** SUPPLIED DATA follows **

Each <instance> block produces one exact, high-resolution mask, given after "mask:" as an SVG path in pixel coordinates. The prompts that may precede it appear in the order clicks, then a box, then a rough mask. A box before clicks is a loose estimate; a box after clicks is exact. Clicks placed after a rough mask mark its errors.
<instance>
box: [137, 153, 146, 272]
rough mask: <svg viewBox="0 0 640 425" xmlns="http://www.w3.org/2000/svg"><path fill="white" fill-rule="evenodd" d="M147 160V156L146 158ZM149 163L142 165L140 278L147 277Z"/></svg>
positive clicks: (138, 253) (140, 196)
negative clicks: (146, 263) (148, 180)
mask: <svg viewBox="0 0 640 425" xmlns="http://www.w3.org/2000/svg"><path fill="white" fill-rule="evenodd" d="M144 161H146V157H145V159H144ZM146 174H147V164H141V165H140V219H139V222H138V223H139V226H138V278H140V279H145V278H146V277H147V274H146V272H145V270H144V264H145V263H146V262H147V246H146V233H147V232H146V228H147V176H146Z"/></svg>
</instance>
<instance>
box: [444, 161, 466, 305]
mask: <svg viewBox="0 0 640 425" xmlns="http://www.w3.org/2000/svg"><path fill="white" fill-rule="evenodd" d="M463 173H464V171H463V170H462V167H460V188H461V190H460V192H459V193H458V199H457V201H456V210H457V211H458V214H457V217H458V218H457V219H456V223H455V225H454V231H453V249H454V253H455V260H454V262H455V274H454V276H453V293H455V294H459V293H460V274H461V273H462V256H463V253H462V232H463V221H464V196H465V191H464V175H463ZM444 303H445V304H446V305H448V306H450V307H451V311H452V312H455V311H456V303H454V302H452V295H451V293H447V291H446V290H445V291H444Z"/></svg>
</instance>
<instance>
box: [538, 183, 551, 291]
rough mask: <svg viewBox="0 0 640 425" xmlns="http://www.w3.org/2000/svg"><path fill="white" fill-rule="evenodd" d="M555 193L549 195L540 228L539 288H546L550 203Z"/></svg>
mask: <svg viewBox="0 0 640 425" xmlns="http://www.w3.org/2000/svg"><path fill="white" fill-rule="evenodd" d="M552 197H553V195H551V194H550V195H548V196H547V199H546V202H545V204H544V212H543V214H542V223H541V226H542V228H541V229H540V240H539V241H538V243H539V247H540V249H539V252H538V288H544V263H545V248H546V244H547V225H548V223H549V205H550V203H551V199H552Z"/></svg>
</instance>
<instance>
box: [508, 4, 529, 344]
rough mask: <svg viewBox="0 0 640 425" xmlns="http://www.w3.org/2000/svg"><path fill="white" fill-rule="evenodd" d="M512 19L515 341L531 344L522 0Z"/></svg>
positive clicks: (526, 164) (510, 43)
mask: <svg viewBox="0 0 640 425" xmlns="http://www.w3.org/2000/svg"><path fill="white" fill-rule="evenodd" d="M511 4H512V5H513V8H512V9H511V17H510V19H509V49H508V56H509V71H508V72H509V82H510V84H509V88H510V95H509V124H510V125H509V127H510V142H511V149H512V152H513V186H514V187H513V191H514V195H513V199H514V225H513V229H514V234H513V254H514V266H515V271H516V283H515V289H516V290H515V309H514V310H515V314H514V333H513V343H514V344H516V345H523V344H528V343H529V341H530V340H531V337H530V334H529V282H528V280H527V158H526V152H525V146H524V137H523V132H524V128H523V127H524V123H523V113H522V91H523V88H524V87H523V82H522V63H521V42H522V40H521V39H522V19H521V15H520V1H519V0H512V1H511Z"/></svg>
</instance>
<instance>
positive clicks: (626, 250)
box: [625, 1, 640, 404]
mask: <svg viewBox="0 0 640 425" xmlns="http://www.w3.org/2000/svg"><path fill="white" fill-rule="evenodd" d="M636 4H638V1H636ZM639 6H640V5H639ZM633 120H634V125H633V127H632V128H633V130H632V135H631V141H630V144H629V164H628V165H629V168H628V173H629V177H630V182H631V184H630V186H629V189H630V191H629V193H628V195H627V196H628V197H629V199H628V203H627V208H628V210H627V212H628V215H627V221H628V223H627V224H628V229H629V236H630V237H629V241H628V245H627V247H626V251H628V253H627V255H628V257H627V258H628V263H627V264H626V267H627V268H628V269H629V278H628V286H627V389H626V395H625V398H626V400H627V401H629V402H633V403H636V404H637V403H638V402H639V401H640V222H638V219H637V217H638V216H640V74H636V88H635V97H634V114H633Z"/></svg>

** End of SUPPLIED DATA **

◆ EXERCISE DIRECTIONS: Return the entries in full, keeping every line exactly as it is.

◆ RESULT OF THIS EXERCISE:
Each <instance> block produces one exact, high-resolution mask, given after "mask:" as an SVG path in pixel coordinates. The prompts that may precede it appear in the order clicks, then a box, then a rough mask. A box before clicks is a loose estimate; a box after clicks is exact. Clicks placed after a rough mask mark its errors.
<instance>
box: [137, 153, 146, 272]
rough mask: <svg viewBox="0 0 640 425" xmlns="http://www.w3.org/2000/svg"><path fill="white" fill-rule="evenodd" d="M147 160V156L146 158ZM149 163L142 165L140 278L147 277Z"/></svg>
positive clicks: (138, 253) (140, 196)
negative clicks: (146, 263) (148, 180)
mask: <svg viewBox="0 0 640 425" xmlns="http://www.w3.org/2000/svg"><path fill="white" fill-rule="evenodd" d="M144 161H146V157H145V159H144ZM146 174H147V164H141V165H140V219H139V222H138V223H139V226H138V278H140V279H145V278H146V277H147V274H146V272H145V270H144V264H145V263H146V262H147V246H146V233H147V232H146V228H147V176H146Z"/></svg>
</instance>
<instance>
box: [444, 161, 466, 305]
mask: <svg viewBox="0 0 640 425" xmlns="http://www.w3.org/2000/svg"><path fill="white" fill-rule="evenodd" d="M463 173H464V171H463V170H462V167H460V188H461V190H460V192H459V193H458V199H457V201H456V210H457V211H458V214H457V217H458V218H457V219H456V223H455V225H454V231H453V249H454V253H455V260H454V262H455V274H454V276H453V293H455V294H459V293H460V274H461V273H462V256H463V253H462V232H463V221H464V196H465V191H464V175H463ZM444 303H445V304H446V305H448V306H450V307H451V311H452V312H455V311H456V303H454V302H452V295H451V293H447V291H446V290H445V291H444Z"/></svg>
</instance>
<instance>
box: [538, 183, 551, 291]
rough mask: <svg viewBox="0 0 640 425" xmlns="http://www.w3.org/2000/svg"><path fill="white" fill-rule="evenodd" d="M555 193L549 195L540 228L539 288H546L550 203Z"/></svg>
mask: <svg viewBox="0 0 640 425" xmlns="http://www.w3.org/2000/svg"><path fill="white" fill-rule="evenodd" d="M552 197H553V195H551V194H550V195H548V196H547V199H546V202H545V204H544V212H543V214H542V223H541V226H542V228H541V229H540V240H539V241H538V243H539V247H540V249H539V252H538V288H544V263H545V248H546V244H547V225H548V223H549V205H550V203H551V199H552Z"/></svg>
</instance>
<instance>
box: [508, 4, 529, 344]
rough mask: <svg viewBox="0 0 640 425" xmlns="http://www.w3.org/2000/svg"><path fill="white" fill-rule="evenodd" d="M512 19L515 341L531 344L522 0Z"/></svg>
positive clicks: (526, 164) (510, 43)
mask: <svg viewBox="0 0 640 425" xmlns="http://www.w3.org/2000/svg"><path fill="white" fill-rule="evenodd" d="M511 4H512V5H513V8H512V9H511V17H510V19H509V49H508V56H509V71H508V72H509V82H510V84H509V88H510V95H509V124H510V125H509V127H510V142H511V149H512V152H513V186H514V187H513V191H514V195H513V199H514V225H513V229H514V234H513V254H514V266H515V271H516V283H515V289H516V290H515V309H514V310H515V314H514V333H513V343H514V344H516V345H523V344H528V343H529V341H530V340H531V337H530V334H529V282H528V280H527V158H526V152H525V146H524V137H523V132H524V128H523V127H524V123H523V113H522V91H523V88H524V87H523V82H522V63H521V42H522V40H521V39H522V19H521V15H520V1H519V0H512V1H511Z"/></svg>
</instance>
<instance>
positive clicks: (626, 250)
box: [625, 1, 640, 404]
mask: <svg viewBox="0 0 640 425" xmlns="http://www.w3.org/2000/svg"><path fill="white" fill-rule="evenodd" d="M636 4H638V1H636ZM639 6H640V5H639ZM633 120H634V125H633V127H632V128H633V130H632V135H631V141H630V144H629V164H628V165H629V168H628V173H629V177H630V182H631V184H630V186H629V189H630V191H629V193H628V195H627V196H628V197H629V199H628V203H627V208H628V210H627V212H628V215H627V221H628V223H627V224H628V229H629V236H630V237H629V241H628V245H627V247H626V251H628V253H627V255H628V257H627V258H628V263H627V264H626V267H627V268H628V269H629V278H628V286H627V389H626V395H625V398H626V400H627V401H629V402H633V403H636V404H637V403H638V402H639V401H640V222H638V219H637V217H638V216H640V74H636V88H635V97H634V114H633Z"/></svg>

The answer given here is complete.